— Start of Information supplied —
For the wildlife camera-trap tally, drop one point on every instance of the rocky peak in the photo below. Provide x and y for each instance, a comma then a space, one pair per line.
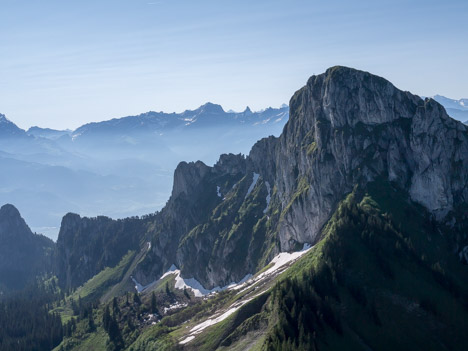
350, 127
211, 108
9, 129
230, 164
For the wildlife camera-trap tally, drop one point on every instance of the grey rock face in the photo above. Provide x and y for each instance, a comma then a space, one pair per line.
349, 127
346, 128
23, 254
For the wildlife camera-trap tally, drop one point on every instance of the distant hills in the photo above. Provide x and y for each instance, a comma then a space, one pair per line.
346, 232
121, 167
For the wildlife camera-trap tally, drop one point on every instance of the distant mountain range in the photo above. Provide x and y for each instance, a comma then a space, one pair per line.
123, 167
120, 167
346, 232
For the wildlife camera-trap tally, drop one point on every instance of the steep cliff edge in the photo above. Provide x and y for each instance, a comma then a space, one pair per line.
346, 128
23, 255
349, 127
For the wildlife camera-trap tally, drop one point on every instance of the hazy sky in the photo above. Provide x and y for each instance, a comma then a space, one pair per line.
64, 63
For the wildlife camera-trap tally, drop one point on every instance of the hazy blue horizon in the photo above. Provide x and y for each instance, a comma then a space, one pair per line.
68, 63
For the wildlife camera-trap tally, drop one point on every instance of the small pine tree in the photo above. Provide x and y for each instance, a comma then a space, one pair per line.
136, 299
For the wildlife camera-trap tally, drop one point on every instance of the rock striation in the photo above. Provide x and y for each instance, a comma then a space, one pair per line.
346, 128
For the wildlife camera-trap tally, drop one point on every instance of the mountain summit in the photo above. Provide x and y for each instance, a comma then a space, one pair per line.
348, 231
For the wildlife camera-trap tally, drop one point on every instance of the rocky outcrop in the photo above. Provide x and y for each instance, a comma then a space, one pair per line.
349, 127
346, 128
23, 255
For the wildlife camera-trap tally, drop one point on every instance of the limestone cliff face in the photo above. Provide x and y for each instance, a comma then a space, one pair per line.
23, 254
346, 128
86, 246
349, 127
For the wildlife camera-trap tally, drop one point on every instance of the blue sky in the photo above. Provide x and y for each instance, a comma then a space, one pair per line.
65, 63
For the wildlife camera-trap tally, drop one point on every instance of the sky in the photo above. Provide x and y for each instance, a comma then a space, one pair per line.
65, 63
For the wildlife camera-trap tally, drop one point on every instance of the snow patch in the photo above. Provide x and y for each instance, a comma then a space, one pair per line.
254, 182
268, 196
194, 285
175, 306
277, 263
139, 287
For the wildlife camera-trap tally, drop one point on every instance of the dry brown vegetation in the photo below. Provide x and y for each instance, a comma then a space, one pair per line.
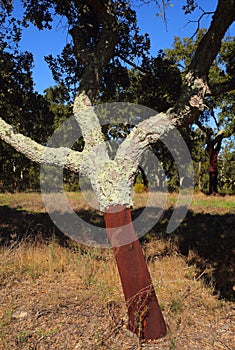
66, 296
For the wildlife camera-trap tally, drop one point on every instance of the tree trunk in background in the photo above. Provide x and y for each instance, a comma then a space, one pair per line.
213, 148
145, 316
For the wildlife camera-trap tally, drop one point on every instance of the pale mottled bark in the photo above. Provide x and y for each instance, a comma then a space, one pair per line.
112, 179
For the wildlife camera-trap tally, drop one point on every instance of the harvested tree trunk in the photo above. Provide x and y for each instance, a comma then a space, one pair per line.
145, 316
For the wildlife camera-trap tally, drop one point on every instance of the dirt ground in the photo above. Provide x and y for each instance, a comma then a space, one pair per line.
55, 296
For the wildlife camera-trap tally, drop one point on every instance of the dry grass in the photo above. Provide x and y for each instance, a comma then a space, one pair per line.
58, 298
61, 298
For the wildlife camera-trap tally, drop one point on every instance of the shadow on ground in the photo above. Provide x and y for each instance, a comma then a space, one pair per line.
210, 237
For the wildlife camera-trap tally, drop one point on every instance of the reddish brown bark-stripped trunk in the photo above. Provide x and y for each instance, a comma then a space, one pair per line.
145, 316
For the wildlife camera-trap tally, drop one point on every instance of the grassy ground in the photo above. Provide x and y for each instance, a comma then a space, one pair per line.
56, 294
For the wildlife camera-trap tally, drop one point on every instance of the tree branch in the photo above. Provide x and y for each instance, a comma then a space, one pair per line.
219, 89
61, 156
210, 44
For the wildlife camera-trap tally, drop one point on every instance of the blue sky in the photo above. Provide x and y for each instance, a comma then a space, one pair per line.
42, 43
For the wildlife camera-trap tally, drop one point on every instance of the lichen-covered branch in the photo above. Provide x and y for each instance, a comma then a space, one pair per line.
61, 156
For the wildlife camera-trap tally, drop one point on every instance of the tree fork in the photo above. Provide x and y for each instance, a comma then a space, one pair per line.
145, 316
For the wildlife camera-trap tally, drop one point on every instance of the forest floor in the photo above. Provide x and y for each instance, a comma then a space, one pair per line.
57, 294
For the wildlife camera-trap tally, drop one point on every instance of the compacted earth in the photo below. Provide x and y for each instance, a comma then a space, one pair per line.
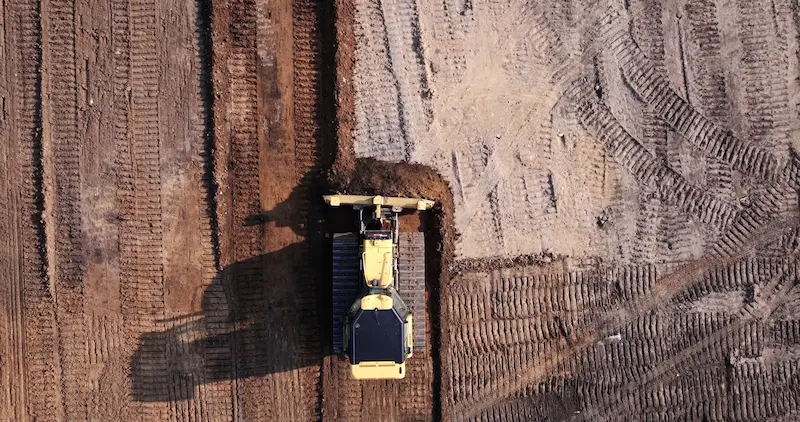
— End of Information supplied —
■ Do this
Starting at the line that contains "of the forest" and continuing to the end of the rows, put each line into a Markdown table with the columns "No." and "Line," skipping blank lines. Leave the pictures out.

■ Task answer
| No. | Line |
|---|---|
| 1 | For the wildlife camera-trap tally, drop one point on every instance of the forest floor in the photo above. Provide x and y for each instance, a comma then a space, one pair per line. |
| 2 | 57, 294 |
| 3 | For the wildlife camera-trap tally, drop one point on every instance of the compacted earth in the photo below. Provide x and y for each instance, a comma then a space, one pair per line. |